TASK BRIEF
Reproduce all entries verbatim, with nothing added or dropped.

EXERCISE INPUTS
■ ■ ■

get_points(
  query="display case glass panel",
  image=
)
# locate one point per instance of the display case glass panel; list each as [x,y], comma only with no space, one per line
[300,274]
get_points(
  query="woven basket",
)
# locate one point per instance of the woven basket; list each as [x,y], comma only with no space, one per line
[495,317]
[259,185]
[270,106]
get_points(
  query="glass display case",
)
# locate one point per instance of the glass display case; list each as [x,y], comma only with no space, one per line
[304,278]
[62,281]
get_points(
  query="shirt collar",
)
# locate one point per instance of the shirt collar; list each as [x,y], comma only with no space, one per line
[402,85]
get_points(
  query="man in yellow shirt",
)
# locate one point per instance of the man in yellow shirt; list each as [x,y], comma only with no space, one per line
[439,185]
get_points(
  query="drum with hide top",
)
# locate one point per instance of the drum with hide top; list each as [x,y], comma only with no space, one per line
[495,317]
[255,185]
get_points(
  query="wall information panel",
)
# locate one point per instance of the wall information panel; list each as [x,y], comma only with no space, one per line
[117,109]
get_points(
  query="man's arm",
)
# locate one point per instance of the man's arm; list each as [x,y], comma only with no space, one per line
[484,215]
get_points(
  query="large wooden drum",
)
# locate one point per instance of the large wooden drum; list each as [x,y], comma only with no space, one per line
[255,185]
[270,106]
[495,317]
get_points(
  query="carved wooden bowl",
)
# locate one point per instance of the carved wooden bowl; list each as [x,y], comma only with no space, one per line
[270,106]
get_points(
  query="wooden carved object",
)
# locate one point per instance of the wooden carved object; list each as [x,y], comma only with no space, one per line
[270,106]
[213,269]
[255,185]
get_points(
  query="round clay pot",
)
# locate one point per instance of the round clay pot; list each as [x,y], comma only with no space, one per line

■ ■ ■

OUTPUT FOR THIS EXERCISE
get_points(
  query="display case glass panel",
  image=
)
# locate one point per instance of the display case glass panel; list each as [x,y], comma only with no space, one per line
[300,274]
get_points(
  query="woven basket",
)
# locate one point per instance of the woven basket; list each as [x,y], comma only with no space, one per line
[495,317]
[259,185]
[270,106]
get_points(
  query="glass display case",
)
# locate one point per instance of the glass display case; list each as [x,y], comma only with no space, one per line
[304,278]
[62,281]
get_points(
  query="shirt collar",
)
# locate one point per instance of the shirt collar; list each as [x,y], comma only with no space, one per line
[402,85]
get_points(
  query="man in yellow shirt",
)
# locate one point per instance of the man in yellow shirt; list each as [x,y], comma only with no space, one per line
[439,185]
get_points(
  query="drum with hide top",
)
# locate one point per instance of the drum with hide top; list each as [x,y], comma only with no space, one per line
[495,317]
[255,185]
get_points(
  query="wall information panel",
)
# locate one point per instance of the wall information panel; list each as [x,y], comma only with no space, one per line
[117,109]
get_points(
  query="man's arm",
)
# locate one point per instance of the man's arm; list each as [x,y], comma only with no space, one per line
[484,215]
get_points(
  query="large wooden drum",
)
# locate one point per instance of the large wooden drum; list each as [x,y], comma only with no space, one per line
[255,185]
[270,106]
[495,317]
get_points(
  query="carved wooden bowl",
)
# locate one point per instance of the carved wooden bowl; list each as [x,y], comma only with no space, one per line
[270,106]
get_points(
  query="wooden carved object",
)
# locate one point per instance of the wooden carved object; list each as [x,y], comma only with no space, one per line
[270,106]
[213,269]
[255,185]
get_points(
  query="round clay pot",
)
# locate one point per instance of the round clay pot; list each as [x,y], comma only with no space, one per line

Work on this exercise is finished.